>> Start Records for the task

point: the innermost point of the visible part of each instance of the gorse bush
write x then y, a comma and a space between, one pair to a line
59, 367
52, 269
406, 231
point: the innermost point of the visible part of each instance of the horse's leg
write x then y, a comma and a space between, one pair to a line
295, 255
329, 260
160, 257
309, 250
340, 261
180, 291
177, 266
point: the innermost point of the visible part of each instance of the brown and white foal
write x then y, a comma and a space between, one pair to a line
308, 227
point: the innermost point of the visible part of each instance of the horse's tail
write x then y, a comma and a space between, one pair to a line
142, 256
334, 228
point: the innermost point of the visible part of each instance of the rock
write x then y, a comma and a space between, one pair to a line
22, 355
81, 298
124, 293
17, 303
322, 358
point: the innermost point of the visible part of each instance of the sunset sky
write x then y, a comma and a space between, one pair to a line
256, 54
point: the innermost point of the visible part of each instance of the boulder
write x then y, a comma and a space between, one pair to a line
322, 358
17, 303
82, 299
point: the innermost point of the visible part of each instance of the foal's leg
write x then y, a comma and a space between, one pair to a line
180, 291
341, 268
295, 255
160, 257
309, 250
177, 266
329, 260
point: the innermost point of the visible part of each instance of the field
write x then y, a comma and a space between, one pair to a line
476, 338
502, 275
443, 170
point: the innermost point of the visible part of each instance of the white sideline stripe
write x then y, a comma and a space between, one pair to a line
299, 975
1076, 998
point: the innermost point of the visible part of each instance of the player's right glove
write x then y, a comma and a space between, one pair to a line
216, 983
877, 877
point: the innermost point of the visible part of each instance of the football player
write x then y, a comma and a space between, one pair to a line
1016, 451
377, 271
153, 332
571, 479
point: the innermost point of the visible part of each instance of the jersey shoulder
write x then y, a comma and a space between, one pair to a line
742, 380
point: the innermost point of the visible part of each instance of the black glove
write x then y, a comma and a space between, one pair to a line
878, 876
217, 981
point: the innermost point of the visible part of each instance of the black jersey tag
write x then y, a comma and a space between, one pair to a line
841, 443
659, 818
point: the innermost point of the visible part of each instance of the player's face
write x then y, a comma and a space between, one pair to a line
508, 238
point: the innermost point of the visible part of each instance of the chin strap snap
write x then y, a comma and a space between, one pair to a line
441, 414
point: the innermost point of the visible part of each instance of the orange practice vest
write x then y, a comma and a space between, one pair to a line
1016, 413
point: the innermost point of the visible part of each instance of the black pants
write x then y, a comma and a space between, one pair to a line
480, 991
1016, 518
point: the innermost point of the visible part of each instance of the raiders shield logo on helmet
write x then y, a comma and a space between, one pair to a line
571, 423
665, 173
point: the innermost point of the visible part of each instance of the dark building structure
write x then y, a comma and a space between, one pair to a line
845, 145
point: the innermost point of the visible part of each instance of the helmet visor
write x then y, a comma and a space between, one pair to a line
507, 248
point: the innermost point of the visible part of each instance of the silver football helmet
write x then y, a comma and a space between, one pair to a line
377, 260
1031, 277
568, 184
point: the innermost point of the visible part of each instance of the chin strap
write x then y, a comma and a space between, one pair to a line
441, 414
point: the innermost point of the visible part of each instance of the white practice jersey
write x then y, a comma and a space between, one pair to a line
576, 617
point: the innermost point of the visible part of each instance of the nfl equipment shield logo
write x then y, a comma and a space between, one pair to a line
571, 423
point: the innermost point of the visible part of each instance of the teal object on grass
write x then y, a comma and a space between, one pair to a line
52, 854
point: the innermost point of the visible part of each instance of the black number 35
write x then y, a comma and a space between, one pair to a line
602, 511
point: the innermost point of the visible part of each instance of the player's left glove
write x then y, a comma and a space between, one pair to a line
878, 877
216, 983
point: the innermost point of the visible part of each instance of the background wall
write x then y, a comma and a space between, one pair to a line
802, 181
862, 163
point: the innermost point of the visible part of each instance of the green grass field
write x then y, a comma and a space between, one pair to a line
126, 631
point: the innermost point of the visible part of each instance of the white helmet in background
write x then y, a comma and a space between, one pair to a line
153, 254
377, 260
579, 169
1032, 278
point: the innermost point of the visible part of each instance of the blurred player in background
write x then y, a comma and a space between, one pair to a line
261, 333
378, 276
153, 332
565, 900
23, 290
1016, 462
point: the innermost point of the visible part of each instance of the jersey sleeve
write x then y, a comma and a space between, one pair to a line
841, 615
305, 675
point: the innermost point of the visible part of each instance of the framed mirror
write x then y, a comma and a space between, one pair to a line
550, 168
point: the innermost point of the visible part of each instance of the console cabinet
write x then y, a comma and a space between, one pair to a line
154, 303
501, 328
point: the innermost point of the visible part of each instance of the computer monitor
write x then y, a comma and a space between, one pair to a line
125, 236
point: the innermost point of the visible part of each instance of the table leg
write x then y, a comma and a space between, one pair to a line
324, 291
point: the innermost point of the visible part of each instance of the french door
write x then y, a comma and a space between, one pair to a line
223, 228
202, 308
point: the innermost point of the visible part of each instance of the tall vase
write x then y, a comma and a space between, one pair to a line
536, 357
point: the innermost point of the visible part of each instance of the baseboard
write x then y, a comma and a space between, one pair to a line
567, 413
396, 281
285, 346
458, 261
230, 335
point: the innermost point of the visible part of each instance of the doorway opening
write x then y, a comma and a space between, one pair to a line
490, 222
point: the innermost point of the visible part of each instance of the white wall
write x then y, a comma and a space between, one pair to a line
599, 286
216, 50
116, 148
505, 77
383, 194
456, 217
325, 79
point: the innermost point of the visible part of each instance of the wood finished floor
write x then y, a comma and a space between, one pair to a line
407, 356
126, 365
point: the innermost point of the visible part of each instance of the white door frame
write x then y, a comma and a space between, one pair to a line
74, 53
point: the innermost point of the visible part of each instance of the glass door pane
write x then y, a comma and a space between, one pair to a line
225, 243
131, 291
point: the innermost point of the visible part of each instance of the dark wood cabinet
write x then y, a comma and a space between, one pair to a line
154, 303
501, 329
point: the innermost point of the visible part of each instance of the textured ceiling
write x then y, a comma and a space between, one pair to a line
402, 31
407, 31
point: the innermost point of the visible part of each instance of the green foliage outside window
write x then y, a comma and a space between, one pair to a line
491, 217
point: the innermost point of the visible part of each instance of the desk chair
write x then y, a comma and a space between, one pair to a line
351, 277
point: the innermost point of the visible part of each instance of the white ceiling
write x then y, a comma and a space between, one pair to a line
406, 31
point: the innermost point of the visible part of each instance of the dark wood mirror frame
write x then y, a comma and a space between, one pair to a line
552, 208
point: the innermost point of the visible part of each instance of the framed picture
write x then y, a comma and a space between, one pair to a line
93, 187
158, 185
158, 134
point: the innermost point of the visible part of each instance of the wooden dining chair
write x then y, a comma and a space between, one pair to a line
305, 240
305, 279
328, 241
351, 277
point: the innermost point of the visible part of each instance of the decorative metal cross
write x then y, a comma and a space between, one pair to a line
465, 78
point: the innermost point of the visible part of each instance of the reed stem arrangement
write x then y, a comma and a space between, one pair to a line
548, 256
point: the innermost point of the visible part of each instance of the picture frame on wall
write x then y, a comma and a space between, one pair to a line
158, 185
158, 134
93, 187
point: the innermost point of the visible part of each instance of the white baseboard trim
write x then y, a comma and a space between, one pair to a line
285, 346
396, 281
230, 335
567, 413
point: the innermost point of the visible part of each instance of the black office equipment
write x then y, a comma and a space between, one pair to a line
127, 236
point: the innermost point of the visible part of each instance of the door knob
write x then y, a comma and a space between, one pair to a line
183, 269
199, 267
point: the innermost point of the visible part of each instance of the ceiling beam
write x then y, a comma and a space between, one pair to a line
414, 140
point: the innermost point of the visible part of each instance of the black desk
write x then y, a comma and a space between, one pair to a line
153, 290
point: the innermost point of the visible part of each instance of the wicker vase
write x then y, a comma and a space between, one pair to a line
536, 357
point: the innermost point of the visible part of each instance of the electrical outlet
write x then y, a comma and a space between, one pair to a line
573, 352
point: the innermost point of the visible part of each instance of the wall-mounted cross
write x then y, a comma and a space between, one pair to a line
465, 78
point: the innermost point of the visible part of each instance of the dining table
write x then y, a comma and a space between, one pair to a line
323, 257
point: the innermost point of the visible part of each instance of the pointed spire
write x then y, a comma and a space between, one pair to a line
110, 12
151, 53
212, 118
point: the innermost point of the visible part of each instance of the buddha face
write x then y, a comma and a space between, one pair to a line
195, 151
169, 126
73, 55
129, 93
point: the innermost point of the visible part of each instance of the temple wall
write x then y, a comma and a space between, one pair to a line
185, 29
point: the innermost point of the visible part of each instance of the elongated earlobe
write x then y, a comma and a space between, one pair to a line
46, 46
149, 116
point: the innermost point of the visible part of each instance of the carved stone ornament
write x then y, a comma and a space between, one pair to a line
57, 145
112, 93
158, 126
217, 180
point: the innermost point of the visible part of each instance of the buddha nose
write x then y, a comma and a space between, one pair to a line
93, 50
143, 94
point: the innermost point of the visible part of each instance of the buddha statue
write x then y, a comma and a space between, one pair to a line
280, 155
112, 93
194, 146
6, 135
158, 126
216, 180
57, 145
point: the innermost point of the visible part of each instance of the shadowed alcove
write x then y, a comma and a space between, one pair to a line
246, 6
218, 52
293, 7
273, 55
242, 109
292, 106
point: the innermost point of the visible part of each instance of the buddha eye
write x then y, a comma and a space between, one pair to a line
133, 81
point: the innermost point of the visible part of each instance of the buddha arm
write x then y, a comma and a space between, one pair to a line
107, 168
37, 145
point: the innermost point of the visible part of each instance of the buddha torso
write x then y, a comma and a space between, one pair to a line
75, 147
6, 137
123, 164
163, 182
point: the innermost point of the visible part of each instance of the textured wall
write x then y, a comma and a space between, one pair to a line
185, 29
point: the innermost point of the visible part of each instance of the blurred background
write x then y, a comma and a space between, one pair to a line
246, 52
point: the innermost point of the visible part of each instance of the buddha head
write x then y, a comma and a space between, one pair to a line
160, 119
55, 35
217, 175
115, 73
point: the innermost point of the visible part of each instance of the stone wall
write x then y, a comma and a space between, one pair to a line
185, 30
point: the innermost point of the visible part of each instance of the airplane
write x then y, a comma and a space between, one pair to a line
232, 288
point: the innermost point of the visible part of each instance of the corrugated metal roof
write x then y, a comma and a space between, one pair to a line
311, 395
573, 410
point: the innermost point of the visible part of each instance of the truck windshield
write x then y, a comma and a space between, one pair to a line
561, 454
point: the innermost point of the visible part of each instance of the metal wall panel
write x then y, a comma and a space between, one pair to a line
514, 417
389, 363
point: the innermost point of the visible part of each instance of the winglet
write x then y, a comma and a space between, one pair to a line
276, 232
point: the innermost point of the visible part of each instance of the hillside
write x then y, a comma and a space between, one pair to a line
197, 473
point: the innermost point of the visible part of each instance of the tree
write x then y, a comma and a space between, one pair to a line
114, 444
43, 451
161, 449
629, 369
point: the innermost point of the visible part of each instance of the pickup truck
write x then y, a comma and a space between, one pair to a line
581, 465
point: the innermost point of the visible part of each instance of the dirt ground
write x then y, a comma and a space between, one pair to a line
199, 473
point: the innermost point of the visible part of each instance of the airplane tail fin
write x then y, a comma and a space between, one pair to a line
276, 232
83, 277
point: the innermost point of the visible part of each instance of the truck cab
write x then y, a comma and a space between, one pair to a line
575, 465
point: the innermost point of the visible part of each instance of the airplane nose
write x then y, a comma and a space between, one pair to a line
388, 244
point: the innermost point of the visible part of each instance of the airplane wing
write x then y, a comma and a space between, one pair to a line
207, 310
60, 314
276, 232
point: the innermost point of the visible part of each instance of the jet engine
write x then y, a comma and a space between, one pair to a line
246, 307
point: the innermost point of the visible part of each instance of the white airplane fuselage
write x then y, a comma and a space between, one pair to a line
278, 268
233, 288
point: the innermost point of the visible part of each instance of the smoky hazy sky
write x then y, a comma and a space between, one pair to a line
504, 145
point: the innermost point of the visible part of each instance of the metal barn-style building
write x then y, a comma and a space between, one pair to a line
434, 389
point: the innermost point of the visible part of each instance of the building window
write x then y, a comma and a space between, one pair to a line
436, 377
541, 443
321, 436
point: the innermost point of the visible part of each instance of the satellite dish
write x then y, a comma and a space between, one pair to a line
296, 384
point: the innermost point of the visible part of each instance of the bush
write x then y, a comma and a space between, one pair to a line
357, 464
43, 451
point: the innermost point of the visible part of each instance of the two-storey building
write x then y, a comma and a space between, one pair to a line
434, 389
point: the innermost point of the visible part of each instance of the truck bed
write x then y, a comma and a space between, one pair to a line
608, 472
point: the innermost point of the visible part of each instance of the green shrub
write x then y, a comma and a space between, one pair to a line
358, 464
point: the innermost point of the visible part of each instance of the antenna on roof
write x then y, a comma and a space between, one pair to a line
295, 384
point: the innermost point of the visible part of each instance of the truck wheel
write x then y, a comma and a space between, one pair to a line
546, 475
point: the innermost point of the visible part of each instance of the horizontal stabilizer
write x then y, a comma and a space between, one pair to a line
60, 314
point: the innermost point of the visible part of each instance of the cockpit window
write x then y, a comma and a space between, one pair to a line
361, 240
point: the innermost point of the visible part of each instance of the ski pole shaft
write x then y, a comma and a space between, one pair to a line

>> End Records for the task

**Exercise**
Can you repeat, word for word, the part of the data that opens with the line containing "the green shrub" and closes with the final line of the data, both ends included?

**Result of this exercise**
point: the innermost point of the visible part of each instance of the green shrub
write x then y, a comma and a space between, one pair to a line
358, 464
point: the innermost point of the visible part of each instance of the antenna on roof
write x then y, a comma and a space between, one pair to a line
295, 384
point: the innermost point of the visible part of each instance of the truck wheel
write x then y, a comma and a space between, one pair to a line
546, 475
point: the innermost point of the visible part of each instance of the horizontal stabilizer
write x then y, a comma and a space between, one pair to a line
60, 314
point: the innermost point of the visible part of each instance of the cockpit window
write x then y, a comma and a space between, one pair to a line
361, 240
point: the innermost point of the visible part of each instance of the ski pole shaft
write x then y, a comma and a space between, one pair to a line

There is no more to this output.